Data:
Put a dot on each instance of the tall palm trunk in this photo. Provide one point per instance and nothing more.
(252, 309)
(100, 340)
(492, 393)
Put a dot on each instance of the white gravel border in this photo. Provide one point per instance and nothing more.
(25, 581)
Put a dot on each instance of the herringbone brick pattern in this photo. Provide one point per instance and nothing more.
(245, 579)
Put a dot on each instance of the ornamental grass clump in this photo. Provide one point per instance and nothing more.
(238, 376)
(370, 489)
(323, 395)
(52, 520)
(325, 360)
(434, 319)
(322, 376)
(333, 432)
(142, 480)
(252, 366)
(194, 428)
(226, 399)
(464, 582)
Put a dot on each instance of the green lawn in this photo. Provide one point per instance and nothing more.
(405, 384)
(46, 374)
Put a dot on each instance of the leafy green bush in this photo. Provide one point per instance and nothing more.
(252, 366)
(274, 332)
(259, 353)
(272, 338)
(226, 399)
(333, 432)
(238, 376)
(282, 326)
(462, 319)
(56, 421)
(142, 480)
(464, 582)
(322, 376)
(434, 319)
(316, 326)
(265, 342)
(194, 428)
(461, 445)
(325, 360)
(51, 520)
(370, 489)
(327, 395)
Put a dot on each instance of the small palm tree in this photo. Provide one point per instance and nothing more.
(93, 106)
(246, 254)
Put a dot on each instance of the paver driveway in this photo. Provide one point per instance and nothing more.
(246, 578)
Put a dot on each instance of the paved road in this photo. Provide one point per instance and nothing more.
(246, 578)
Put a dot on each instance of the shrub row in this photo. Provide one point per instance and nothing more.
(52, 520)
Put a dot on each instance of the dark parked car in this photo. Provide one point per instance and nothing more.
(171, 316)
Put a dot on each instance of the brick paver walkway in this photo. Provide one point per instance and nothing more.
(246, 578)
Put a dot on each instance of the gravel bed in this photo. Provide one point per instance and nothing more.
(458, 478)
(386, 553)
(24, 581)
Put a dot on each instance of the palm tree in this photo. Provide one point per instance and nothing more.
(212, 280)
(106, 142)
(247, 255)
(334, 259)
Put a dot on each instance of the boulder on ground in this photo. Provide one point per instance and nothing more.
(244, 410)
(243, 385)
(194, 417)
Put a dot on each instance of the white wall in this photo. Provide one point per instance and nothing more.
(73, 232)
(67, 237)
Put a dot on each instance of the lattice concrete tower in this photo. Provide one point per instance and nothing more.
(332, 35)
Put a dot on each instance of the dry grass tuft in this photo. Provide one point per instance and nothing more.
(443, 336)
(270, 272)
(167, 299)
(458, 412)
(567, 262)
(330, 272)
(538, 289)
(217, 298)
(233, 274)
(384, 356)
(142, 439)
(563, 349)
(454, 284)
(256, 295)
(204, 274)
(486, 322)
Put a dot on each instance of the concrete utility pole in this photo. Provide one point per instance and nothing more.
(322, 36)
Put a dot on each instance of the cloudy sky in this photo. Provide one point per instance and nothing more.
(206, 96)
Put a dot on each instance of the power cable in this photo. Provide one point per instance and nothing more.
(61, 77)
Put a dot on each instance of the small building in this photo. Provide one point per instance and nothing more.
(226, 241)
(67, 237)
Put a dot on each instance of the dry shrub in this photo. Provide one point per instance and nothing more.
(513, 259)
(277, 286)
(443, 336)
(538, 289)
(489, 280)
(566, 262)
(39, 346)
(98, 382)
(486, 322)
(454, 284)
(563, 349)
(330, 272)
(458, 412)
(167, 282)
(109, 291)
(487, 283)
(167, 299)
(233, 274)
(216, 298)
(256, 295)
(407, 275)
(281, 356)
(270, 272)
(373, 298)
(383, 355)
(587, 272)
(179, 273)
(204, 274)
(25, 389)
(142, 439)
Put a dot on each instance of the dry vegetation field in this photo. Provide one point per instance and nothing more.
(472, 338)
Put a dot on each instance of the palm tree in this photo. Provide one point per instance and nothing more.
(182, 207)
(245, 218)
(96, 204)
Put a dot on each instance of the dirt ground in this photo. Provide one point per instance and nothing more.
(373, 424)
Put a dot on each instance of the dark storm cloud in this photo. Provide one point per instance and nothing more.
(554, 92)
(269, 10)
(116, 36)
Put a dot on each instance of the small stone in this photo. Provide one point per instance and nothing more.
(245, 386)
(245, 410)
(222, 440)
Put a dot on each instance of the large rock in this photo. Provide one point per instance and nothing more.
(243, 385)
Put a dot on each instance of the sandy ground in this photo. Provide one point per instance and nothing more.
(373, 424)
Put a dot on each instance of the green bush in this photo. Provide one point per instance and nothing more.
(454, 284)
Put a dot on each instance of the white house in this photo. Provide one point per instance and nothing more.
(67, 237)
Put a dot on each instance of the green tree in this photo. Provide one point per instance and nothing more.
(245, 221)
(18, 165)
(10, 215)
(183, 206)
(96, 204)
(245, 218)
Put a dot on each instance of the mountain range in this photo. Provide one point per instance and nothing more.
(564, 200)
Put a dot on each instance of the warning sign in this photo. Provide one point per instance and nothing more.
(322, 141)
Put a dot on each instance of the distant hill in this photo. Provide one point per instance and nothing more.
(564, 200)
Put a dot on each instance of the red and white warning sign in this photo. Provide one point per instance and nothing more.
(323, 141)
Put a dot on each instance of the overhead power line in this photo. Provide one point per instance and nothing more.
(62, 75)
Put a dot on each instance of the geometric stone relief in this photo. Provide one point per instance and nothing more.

Written task:
Convert the listing above into a Markdown table with one row for each line, leaving out any blank lines. Name the columns "Row" for the row number and "Entry" for the line's text.

Task result:
| Row | Entry |
|---|---|
| 1 | Put a dot on each instance of the tall palm trunk in this photo. Provide one point per instance and nothing more. |
| 2 | (252, 309) |
| 3 | (100, 340) |
| 4 | (492, 393) |
| 5 | Put a dot on each instance of the white gravel border in this photo. Provide one point per instance and nothing more. |
| 6 | (25, 581) |
| 7 | Put a dot on each instance of the herringbone brick pattern in this photo. Provide one point per instance and nothing more. |
| 8 | (245, 579) |
| 9 | Put a dot on each instance of the ornamental grass clump in this photo. Provide one point per instance and nothing more. |
| 10 | (238, 376) |
| 11 | (370, 489) |
| 12 | (323, 395) |
| 13 | (52, 520) |
| 14 | (325, 360) |
| 15 | (434, 319) |
| 16 | (322, 376) |
| 17 | (333, 432) |
| 18 | (142, 480) |
| 19 | (252, 366) |
| 20 | (194, 428) |
| 21 | (226, 399) |
| 22 | (464, 582) |
| 23 | Put a dot on each instance of the green lawn in this photo. Provide one point per instance and nothing more. |
| 24 | (405, 384) |
| 25 | (46, 374) |
| 26 | Put a dot on each instance of the leafy green bush in this photo. Provide one point per instance and nothing more. |
| 27 | (252, 366) |
| 28 | (274, 332) |
| 29 | (259, 353) |
| 30 | (272, 338) |
| 31 | (226, 399) |
| 32 | (333, 432) |
| 33 | (238, 376) |
| 34 | (282, 326) |
| 35 | (462, 319) |
| 36 | (56, 421) |
| 37 | (142, 480) |
| 38 | (464, 582) |
| 39 | (322, 376) |
| 40 | (434, 319) |
| 41 | (316, 326) |
| 42 | (265, 342) |
| 43 | (194, 428) |
| 44 | (461, 445) |
| 45 | (325, 360) |
| 46 | (51, 520) |
| 47 | (370, 489) |
| 48 | (327, 395) |
| 49 | Put a dot on each instance of the small palm tree in this photo. Provide one point per instance and nothing more. |
| 50 | (93, 106) |
| 51 | (246, 254) |
| 52 | Put a dot on each instance of the paver driveway in this photo. Provide one point per instance and nothing more. |
| 53 | (246, 578) |
| 54 | Put a dot on each instance of the paved road in this photo. Provide one point per instance and nothing more. |
| 55 | (246, 578) |
| 56 | Put a dot on each instance of the shrub row in this photo. Provide one point per instance and nothing more. |
| 57 | (52, 520) |
| 58 | Put a dot on each instance of the dark parked car in this photo. Provide one point per instance and nothing more. |
| 59 | (171, 316) |
| 60 | Put a dot on each instance of the brick paver walkway in this photo. Provide one point per instance and nothing more. |
| 61 | (246, 578) |
| 62 | Put a dot on each instance of the gravel bed in this photo. Provide one point per instance and nothing more. |
| 63 | (458, 478) |
| 64 | (386, 553) |
| 65 | (24, 581) |
| 66 | Put a dot on each instance of the palm tree in this photo. Provide one point per instance and nothing more. |
| 67 | (212, 280) |
| 68 | (106, 142) |
| 69 | (247, 255) |
| 70 | (334, 259) |
| 71 | Put a dot on each instance of the boulder on ground in this photo. Provide one point per instance and nothing more. |
| 72 | (244, 410) |
| 73 | (243, 385) |
| 74 | (194, 417) |
| 75 | Put a dot on each instance of the white wall in this photo. Provide one point per instance and nothing more. |
| 76 | (73, 232) |
| 77 | (67, 237) |
| 78 | Put a dot on each instance of the lattice concrete tower in this photo. Provide one point per instance and nothing more. |
| 79 | (332, 35) |
| 80 | Put a dot on each instance of the dry grass tuft in this photo. Provide one point per instance and nothing more. |
| 81 | (443, 336) |
| 82 | (270, 272) |
| 83 | (167, 299) |
| 84 | (458, 412) |
| 85 | (567, 262) |
| 86 | (330, 272) |
| 87 | (538, 289) |
| 88 | (217, 298) |
| 89 | (233, 274) |
| 90 | (384, 356) |
| 91 | (142, 439) |
| 92 | (563, 349) |
| 93 | (454, 284) |
| 94 | (256, 295) |
| 95 | (204, 274) |
| 96 | (486, 322) |
| 97 | Put a dot on each instance of the concrete utility pole in this photo. Provide one point per instance and nothing more. |
| 98 | (322, 36) |
| 99 | Put a dot on each instance of the cloudy sky in this photo. Provide one point per instance and nothing more. |
| 100 | (206, 96) |
| 101 | Put a dot on each instance of the power cable in this photo. Provide one point per instance and nothing more. |
| 102 | (61, 77) |
| 103 | Put a dot on each instance of the small building in this photo. Provide one point per instance and nothing more. |
| 104 | (226, 241) |
| 105 | (67, 237) |
| 106 | Put a dot on each instance of the dry shrub in this photo. Provide one point per instance and nothing more. |
| 107 | (513, 259) |
| 108 | (277, 286) |
| 109 | (443, 336) |
| 110 | (538, 289) |
| 111 | (489, 280) |
| 112 | (566, 262) |
| 113 | (39, 346) |
| 114 | (98, 382) |
| 115 | (486, 322) |
| 116 | (454, 284) |
| 117 | (563, 349) |
| 118 | (330, 272) |
| 119 | (458, 412) |
| 120 | (167, 282) |
| 121 | (109, 291) |
| 122 | (487, 283) |
| 123 | (167, 299) |
| 124 | (233, 274) |
| 125 | (216, 298) |
| 126 | (256, 295) |
| 127 | (407, 275) |
| 128 | (281, 356) |
| 129 | (270, 272) |
| 130 | (373, 298) |
| 131 | (383, 355) |
| 132 | (587, 272) |
| 133 | (179, 273) |
| 134 | (204, 274) |
| 135 | (25, 389) |
| 136 | (142, 439) |
| 137 | Put a dot on each instance of the dry vegetation field in this photo. Provide one point per instance and nothing more. |
| 138 | (472, 338) |
| 139 | Put a dot on each instance of the palm tree in this photo. Provide one point per instance and nothing more. |
| 140 | (182, 207) |
| 141 | (245, 218) |
| 142 | (96, 204) |
| 143 | Put a dot on each instance of the dirt ground in this photo. Provide one point per instance and nothing more. |
| 144 | (373, 424) |
| 145 | Put a dot on each instance of the dark storm cloud in this photo. Provide one point per instance and nothing more. |
| 146 | (554, 92) |
| 147 | (269, 10) |
| 148 | (116, 36) |
| 149 | Put a dot on each instance of the small stone in this photo. Provide one point per instance and nothing more. |
| 150 | (245, 386) |
| 151 | (245, 410) |
| 152 | (222, 440) |
| 153 | Put a dot on each instance of the large rock in this photo. Provide one point per instance and nothing more. |
| 154 | (243, 385) |
| 155 | Put a dot on each instance of the sandy ground in this photo. Provide one point per instance and nothing more. |
| 156 | (373, 424) |
| 157 | Put a dot on each instance of the green bush in this photo. Provide one point per instance and nothing more. |
| 158 | (454, 284) |
| 159 | Put a dot on each instance of the white house in this photo. Provide one point per instance and nothing more. |
| 160 | (67, 237) |
| 161 | Put a dot on each instance of the green tree in this photo. Provide one point per instance and nothing more. |
| 162 | (245, 221) |
| 163 | (18, 165) |
| 164 | (10, 215) |
| 165 | (183, 206) |
| 166 | (96, 204) |
| 167 | (245, 218) |
| 168 | Put a dot on each instance of the mountain range in this photo. Provide one point per instance and nothing more. |
| 169 | (564, 200) |
| 170 | Put a dot on each instance of the warning sign in this photo. Provide one point per instance and nothing more. |
| 171 | (322, 141) |
| 172 | Put a dot on each instance of the distant hill in this photo. Provide one point per instance and nothing more. |
| 173 | (564, 200) |
| 174 | Put a dot on each instance of the red and white warning sign in this photo. Provide one point per instance and nothing more. |
| 175 | (323, 141) |
| 176 | Put a dot on each instance of the overhead power line in this photo. Provide one point per instance and nothing more. |
| 177 | (62, 75) |
| 178 | Put a dot on each instance of the geometric stone relief in this photo. Provide one point per instance and nothing more. |